------ Supplied text ------

Практикум по чтению и переводу профессиональных текстов по книгоизданию и редактированию. Английский язык - страница 11
The victory of the bourgeois social system over feudalism in a number of European countries facilitated the development of publishing. From the 18th through the mid-19th century, the process of forming publishing houses and their quantitative growth in all countries proceeded with increasing rapidity. The functions and structure of publishing houses became considerably more complex. Editorial, bibliographical and informational, and advertising activity developed, as well as bookselling (in the «publishers’” book trade). In publishing generally, and in book production in particular, machine technology was rapidly introduced. The invention of machinery for paper manufacture in the late 18th century expanded and considerably improved paper production and made it cheaper; the appearance of the cylinder press in the early 19th century, as well as the invention of other typographic machines, considerably expanded the potential of typography. The process of specialization of publishing and typographic enterprises in the publishing business began in the mid-19th century, with the emergence of a new, strong technical base. As the period of monopoly capitalism began (the late 19th to early 20th century), there was massive organization of publishing houses on the model of joint-stock companies, and thereafter book and newspaper-magazine publishing houses were organized into trusts.
Publishing houses are divided into book, book-magazine, and newspaper-magazine types, depending on their products. The nature of the publishing house is determined by the intended readership – scientific, popular, children, or youth; the subject matter of the publications determines the type of the publishing house – general-purpose or specialized.

------ Source information ------

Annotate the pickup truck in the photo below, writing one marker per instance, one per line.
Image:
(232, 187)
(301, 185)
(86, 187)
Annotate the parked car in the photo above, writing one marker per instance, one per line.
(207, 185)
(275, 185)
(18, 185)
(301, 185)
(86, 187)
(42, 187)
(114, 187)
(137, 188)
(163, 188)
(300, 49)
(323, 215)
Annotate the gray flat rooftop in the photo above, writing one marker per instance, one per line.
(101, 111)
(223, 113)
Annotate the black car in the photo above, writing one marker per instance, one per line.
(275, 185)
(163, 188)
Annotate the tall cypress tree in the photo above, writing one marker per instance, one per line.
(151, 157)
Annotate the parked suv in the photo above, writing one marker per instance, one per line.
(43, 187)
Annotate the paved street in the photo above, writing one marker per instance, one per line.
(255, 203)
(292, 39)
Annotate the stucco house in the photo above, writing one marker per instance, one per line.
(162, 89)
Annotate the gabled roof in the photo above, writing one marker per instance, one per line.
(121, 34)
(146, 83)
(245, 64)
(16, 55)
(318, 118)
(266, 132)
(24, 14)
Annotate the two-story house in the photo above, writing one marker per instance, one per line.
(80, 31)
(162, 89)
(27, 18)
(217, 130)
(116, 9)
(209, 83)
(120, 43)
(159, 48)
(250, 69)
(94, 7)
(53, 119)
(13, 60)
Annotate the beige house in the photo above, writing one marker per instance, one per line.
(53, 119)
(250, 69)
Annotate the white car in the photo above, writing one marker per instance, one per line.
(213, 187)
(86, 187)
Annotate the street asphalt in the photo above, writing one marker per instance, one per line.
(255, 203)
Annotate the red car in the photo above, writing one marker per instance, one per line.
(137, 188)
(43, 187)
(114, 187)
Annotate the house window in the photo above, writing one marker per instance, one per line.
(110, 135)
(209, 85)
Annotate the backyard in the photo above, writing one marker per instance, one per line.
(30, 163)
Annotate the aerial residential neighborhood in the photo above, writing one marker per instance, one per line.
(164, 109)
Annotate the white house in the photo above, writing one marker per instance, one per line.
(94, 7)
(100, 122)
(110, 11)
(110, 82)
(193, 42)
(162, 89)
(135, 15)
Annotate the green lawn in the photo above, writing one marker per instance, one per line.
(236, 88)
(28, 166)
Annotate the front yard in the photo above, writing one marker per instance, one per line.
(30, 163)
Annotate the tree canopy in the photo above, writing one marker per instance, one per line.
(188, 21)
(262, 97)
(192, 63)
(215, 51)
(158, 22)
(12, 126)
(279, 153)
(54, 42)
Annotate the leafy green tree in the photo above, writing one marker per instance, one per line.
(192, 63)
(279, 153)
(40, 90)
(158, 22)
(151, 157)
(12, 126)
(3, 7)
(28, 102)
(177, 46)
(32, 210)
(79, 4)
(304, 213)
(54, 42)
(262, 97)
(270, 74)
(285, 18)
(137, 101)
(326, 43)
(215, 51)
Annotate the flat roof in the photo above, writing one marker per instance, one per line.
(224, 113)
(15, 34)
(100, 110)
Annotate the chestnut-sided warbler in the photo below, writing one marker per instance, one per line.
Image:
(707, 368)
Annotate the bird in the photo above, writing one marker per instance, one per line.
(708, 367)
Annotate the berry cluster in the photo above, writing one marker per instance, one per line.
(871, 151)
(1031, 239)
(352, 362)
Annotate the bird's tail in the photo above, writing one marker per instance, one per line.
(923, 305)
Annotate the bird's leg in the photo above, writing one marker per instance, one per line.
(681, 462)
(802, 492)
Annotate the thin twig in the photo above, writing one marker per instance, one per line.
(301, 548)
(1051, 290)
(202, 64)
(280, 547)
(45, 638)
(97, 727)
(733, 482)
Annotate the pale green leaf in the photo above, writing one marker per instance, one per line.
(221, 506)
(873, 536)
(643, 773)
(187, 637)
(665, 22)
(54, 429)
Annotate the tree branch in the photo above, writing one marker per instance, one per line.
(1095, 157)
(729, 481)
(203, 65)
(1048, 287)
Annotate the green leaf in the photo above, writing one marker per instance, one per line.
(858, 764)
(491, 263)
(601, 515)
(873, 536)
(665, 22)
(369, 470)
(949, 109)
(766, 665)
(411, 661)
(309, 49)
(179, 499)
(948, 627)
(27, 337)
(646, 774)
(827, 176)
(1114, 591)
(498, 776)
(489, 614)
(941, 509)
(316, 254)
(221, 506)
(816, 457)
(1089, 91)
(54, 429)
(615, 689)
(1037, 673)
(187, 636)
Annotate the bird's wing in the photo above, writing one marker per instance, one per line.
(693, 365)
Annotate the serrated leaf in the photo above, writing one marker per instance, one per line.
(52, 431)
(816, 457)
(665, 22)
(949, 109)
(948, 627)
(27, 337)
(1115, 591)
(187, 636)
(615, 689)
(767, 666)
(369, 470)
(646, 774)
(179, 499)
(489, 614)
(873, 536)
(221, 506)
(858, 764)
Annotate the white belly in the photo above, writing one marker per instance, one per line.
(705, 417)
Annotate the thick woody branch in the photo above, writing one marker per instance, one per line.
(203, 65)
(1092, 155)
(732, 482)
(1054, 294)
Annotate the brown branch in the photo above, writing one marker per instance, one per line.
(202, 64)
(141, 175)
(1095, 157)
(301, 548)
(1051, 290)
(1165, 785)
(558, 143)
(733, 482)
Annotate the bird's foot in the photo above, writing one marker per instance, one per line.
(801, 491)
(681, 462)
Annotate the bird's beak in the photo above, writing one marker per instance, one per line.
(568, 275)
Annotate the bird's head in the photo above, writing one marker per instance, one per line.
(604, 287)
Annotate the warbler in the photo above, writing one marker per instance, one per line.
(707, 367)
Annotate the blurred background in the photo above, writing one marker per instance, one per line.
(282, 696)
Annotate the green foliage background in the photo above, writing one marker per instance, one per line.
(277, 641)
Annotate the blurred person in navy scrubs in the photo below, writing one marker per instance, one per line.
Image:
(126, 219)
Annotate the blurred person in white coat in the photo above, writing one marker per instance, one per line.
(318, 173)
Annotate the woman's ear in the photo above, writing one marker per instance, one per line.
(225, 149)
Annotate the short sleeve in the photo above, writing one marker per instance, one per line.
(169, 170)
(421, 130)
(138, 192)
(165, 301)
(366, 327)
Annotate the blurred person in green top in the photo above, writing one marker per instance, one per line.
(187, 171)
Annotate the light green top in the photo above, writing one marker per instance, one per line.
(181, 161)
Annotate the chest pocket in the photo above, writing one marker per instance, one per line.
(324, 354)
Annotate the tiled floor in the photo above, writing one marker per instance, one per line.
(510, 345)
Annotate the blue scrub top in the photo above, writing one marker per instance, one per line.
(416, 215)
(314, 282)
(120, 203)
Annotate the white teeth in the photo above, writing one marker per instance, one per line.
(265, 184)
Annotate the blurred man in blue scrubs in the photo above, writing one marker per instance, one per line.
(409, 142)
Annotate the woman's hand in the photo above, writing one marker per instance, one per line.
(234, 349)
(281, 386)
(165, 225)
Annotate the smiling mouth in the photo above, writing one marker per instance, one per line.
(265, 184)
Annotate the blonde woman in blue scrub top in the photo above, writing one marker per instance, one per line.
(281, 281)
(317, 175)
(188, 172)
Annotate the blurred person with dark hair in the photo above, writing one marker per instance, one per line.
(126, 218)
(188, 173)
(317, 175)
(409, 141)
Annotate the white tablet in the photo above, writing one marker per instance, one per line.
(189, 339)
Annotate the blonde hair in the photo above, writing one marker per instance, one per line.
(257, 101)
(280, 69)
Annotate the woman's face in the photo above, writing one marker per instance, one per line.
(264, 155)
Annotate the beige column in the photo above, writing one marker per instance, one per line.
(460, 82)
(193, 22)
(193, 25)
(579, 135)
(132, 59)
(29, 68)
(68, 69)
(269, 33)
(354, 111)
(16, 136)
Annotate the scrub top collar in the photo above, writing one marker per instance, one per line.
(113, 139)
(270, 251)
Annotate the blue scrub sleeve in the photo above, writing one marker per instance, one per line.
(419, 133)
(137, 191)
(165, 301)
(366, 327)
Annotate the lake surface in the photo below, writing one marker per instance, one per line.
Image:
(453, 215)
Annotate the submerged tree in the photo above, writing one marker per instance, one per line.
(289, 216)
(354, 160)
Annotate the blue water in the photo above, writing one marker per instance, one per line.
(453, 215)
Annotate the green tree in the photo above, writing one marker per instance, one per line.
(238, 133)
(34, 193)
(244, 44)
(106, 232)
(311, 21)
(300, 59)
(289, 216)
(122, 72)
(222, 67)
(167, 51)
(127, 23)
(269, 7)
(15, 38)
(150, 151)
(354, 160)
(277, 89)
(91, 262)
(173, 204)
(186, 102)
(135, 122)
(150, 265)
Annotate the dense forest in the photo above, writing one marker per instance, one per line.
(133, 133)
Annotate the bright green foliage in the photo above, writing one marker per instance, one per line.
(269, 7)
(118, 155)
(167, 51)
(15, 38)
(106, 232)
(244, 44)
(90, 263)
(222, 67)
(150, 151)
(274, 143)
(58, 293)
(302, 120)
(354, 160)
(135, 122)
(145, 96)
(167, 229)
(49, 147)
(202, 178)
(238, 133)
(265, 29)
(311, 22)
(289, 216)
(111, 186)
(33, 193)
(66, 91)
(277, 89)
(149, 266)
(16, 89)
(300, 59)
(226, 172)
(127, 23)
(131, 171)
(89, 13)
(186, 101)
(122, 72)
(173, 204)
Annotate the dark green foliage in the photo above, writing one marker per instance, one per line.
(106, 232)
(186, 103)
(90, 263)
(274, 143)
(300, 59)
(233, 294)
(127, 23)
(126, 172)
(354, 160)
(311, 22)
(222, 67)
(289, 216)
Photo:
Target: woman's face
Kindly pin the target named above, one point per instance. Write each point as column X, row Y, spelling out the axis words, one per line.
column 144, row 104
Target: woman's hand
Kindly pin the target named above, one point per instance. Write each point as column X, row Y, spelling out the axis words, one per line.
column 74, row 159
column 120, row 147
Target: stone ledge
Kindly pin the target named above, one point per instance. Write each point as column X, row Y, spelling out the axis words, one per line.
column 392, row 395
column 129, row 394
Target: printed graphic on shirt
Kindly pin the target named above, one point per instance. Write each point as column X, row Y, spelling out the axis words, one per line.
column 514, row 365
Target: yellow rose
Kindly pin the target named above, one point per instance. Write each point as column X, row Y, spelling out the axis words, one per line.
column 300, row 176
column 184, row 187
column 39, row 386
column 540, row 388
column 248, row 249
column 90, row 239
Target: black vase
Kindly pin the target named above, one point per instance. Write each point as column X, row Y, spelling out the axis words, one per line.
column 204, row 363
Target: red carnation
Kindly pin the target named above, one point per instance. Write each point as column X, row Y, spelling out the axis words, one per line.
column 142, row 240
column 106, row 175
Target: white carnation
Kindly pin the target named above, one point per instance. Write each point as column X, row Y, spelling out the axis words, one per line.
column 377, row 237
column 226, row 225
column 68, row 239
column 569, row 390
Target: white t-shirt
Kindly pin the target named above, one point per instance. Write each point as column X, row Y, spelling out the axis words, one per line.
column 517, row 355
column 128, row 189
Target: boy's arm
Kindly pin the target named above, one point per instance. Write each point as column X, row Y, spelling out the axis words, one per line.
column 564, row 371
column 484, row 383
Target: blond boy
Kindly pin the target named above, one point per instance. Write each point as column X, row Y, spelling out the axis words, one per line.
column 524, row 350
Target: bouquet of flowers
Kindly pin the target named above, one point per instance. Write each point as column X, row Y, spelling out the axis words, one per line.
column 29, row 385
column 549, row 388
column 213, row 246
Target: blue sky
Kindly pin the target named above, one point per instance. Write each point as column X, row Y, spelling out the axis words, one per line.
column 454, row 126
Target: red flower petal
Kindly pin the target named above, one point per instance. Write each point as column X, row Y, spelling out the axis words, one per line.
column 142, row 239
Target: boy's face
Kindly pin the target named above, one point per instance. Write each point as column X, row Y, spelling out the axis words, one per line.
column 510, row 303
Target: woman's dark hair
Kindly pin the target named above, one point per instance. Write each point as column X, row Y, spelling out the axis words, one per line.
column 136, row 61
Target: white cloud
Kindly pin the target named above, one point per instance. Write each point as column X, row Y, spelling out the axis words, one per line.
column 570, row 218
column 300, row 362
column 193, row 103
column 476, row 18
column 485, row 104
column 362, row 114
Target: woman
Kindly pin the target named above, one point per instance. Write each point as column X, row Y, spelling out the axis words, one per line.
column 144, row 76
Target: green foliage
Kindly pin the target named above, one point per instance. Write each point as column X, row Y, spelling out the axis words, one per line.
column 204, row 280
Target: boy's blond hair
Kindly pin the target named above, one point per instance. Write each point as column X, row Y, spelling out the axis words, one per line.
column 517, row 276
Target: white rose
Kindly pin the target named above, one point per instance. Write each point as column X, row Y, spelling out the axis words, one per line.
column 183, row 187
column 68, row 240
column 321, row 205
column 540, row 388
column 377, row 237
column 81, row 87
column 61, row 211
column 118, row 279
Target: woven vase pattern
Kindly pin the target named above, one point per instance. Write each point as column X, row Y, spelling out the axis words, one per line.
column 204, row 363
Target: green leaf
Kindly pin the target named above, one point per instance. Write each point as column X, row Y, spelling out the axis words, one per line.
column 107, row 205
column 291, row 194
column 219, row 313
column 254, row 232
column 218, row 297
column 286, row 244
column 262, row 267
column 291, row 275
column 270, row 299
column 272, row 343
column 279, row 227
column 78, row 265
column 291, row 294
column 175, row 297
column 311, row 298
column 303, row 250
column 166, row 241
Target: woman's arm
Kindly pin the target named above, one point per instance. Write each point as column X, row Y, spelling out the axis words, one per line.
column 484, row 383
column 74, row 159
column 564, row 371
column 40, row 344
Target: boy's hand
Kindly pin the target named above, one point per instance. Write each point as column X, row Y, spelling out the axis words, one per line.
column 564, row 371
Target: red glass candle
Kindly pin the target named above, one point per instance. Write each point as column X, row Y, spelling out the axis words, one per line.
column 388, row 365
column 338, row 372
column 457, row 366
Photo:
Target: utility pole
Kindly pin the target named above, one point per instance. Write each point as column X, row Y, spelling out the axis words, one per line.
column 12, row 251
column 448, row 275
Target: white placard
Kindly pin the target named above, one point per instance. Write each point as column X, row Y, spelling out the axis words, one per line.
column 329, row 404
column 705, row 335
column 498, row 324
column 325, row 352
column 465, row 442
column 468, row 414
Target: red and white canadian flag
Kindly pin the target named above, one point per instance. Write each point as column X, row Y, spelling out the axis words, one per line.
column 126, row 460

------

*Tasks and exercises*:
A) Can you transcribe the part of the passage on publishing that opens with the words containing "Publishing houses are" and closes with "general-purpose or specialized."?
B) Could you write the next part of the passage on publishing, picking up after its final sentence?
The listing above is separate material and has no connection to the passage on publishing.

*Per-task outputs*:
A)
Publishing houses are divided into book, book-magazine, and newspaper-magazine types, depending on their products. The nature of the publishing house is determined by the intended readership – scientific, popular, children, or youth; the subject matter of the publications determines the type of the publishing house – general-purpose or specialized.

B)
The production of books intended for distribution was known in Rus’ as early as the turn of the 11th century. Books were copied by special scribes in monasteries and at princes’ courts and by professional artisans in the cities. In the 15th to the mid-16th century, the book business expanded in conjunction with the formation of the centralized Russian state, the development of handicrafts and trade, and the growth of cities and development of urban culture. Multivolume manuscript works, general Russian annals, and many other works appeared. In 1551, at the Stoglav (Hundred Chapters) Council, Ivan IV declared: «Scribes write from inaccurate translations, and having written, do not correct them… and in God’s churches people read, sing, and write from these books.» Printing was able to facilitate the establishment of uniformity in church books.
The first printed Slavic books using Cyrillic characters were published by Szwajpolt Fiol in Kraków at the end of the 15th century. At the beginning of the 16th century, the first Byelorussian printer, Frantsisk Skorin, organized book printing in Slavonic in Wilno (Vilnius).
3. Answer the following questions:
1. What is publishing?
2. What is the genesis of publishing houses associated with?
3. What are publishing houses divided into?
4. Who wrote books before the invention of printed press?
5. Where and when was the printing in Belorussia organized?
6. Who are the prominent figures in Russian printing era beginning?
4. Translate the following sentences into Russian:
1. The level, scope, and orientation of publishing are determined by the material, sociopolitical, and cultural conditions of a society.